> **Data shown**
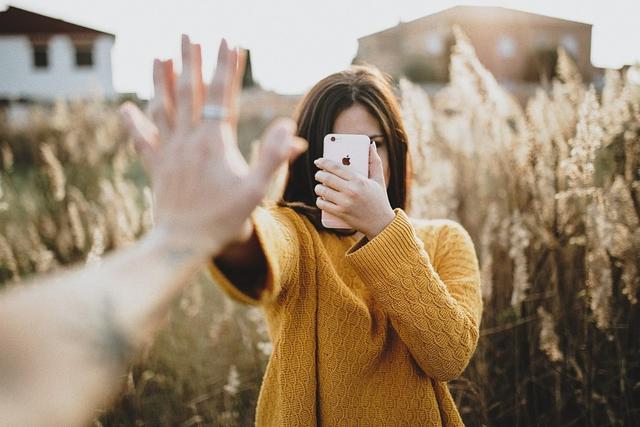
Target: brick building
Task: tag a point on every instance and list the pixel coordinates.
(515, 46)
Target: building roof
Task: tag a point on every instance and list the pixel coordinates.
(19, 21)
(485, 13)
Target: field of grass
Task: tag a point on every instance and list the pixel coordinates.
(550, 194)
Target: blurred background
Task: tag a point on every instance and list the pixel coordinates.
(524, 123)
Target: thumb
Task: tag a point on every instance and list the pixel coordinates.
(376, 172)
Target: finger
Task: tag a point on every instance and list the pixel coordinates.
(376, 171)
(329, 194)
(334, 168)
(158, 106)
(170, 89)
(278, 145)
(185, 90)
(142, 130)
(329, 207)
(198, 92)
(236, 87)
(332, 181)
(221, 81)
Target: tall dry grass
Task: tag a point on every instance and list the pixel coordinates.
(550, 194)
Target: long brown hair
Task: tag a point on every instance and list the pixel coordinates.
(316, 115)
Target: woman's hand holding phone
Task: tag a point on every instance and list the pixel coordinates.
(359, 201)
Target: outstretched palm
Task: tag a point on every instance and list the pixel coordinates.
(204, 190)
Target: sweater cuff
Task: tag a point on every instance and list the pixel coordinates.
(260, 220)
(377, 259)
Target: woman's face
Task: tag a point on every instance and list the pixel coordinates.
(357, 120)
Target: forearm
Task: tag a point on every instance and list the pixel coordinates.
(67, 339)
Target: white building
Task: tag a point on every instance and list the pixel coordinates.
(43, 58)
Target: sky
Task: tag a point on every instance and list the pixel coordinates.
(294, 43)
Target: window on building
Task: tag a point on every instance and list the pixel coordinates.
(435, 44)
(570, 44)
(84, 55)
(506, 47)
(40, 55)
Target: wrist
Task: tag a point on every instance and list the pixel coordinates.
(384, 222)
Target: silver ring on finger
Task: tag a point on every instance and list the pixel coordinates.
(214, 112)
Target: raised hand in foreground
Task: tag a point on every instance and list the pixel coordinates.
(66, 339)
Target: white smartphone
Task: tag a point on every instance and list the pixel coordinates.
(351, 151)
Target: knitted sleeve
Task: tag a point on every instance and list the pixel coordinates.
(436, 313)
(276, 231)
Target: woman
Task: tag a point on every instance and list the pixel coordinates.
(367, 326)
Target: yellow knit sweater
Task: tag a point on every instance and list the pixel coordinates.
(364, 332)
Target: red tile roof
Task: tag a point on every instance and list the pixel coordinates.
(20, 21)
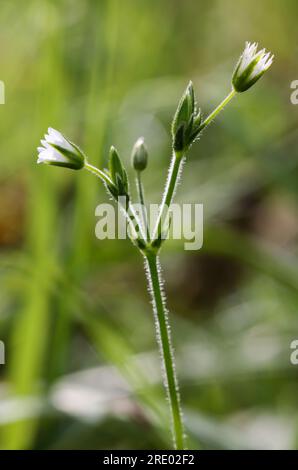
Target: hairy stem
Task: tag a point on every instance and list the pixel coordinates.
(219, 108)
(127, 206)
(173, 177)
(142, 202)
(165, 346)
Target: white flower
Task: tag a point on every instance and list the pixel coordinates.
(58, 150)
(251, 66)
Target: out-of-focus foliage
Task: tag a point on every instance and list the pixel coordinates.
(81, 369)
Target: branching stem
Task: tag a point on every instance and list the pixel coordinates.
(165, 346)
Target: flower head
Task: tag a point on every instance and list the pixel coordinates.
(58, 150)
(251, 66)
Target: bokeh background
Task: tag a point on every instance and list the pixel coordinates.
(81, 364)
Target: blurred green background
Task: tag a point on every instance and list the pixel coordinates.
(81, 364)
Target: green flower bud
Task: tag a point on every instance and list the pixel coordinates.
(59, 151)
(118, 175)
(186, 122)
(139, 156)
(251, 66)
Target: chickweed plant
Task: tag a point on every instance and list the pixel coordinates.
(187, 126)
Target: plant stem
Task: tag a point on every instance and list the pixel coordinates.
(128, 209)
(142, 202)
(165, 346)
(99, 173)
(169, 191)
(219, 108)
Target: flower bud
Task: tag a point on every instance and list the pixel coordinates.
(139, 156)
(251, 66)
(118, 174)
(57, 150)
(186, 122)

> **Problem**
Lines with the word "green" in them: report all of these from the listing above.

> **Answer space**
Target: blurred green background
Target: green flower bud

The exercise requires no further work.